## TASK OBJECTIVE:
Quote each of the entries below word for word, changing nothing.

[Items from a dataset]
[start]
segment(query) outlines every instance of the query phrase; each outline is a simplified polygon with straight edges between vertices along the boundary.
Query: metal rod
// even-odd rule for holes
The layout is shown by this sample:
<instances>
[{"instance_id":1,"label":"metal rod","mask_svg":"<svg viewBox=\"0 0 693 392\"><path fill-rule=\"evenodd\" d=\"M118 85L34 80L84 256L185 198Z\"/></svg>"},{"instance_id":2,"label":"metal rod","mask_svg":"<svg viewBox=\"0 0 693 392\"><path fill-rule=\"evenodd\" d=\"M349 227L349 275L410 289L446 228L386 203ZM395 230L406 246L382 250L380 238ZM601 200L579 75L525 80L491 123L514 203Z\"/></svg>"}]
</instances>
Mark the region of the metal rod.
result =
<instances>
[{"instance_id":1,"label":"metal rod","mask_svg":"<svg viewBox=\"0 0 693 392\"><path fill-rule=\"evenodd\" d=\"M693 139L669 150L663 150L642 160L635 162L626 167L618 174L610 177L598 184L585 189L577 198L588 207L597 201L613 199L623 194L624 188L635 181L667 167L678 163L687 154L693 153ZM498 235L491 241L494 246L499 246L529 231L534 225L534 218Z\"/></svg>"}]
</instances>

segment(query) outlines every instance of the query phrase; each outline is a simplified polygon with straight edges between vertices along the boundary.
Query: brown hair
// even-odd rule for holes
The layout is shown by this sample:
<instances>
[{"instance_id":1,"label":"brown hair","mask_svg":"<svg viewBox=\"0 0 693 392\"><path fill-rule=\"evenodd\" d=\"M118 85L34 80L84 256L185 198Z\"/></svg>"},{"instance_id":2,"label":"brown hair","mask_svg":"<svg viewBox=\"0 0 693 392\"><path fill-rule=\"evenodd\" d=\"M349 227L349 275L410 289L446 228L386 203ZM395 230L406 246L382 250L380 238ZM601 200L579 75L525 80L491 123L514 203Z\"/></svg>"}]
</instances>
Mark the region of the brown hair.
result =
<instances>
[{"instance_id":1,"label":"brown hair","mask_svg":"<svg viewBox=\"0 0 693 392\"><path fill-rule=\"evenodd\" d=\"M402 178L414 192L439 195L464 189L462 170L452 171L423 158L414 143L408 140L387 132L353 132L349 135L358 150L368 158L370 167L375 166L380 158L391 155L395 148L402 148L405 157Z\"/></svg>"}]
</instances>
[end]
## THE ANSWER:
segment(query) outlines every instance of the query phrase; each outline is a simplified polygon with straight edges between vertices along the boundary.
Query: metal rod
// even-odd rule for holes
The layout is shown by this sample:
<instances>
[{"instance_id":1,"label":"metal rod","mask_svg":"<svg viewBox=\"0 0 693 392\"><path fill-rule=\"evenodd\" d=\"M118 85L34 80L84 256L185 198Z\"/></svg>"},{"instance_id":2,"label":"metal rod","mask_svg":"<svg viewBox=\"0 0 693 392\"><path fill-rule=\"evenodd\" d=\"M349 227L349 275L410 289L446 228L386 203ZM395 230L406 246L382 250L380 238ZM601 200L579 75L525 80L491 123L514 203Z\"/></svg>"}]
</instances>
Mark the region of the metal rod.
result =
<instances>
[{"instance_id":1,"label":"metal rod","mask_svg":"<svg viewBox=\"0 0 693 392\"><path fill-rule=\"evenodd\" d=\"M693 139L669 150L663 150L642 160L635 162L626 167L618 174L610 177L598 184L585 189L577 198L588 207L597 201L613 199L623 194L624 188L635 181L667 167L678 163L687 154L693 153ZM498 235L491 241L494 246L499 246L529 231L534 225L534 218Z\"/></svg>"}]
</instances>

segment(query) outlines every instance of the query phrase; each outline is a simplified polygon with straight edges between vertices along the boundary.
Query: brown hair
// even-odd rule for holes
The layout is shown by this sample:
<instances>
[{"instance_id":1,"label":"brown hair","mask_svg":"<svg viewBox=\"0 0 693 392\"><path fill-rule=\"evenodd\" d=\"M118 85L34 80L84 256L185 198Z\"/></svg>"},{"instance_id":2,"label":"brown hair","mask_svg":"<svg viewBox=\"0 0 693 392\"><path fill-rule=\"evenodd\" d=\"M349 227L349 275L410 289L446 228L386 203ZM395 230L406 246L382 250L380 238ZM601 200L579 75L525 80L491 123L514 203Z\"/></svg>"}]
</instances>
Mark the region of the brown hair.
result =
<instances>
[{"instance_id":1,"label":"brown hair","mask_svg":"<svg viewBox=\"0 0 693 392\"><path fill-rule=\"evenodd\" d=\"M402 178L414 192L439 195L464 189L462 170L452 171L423 158L414 143L408 140L387 132L353 132L349 135L358 150L368 158L370 167L375 166L380 158L391 155L395 148L402 148L405 157Z\"/></svg>"}]
</instances>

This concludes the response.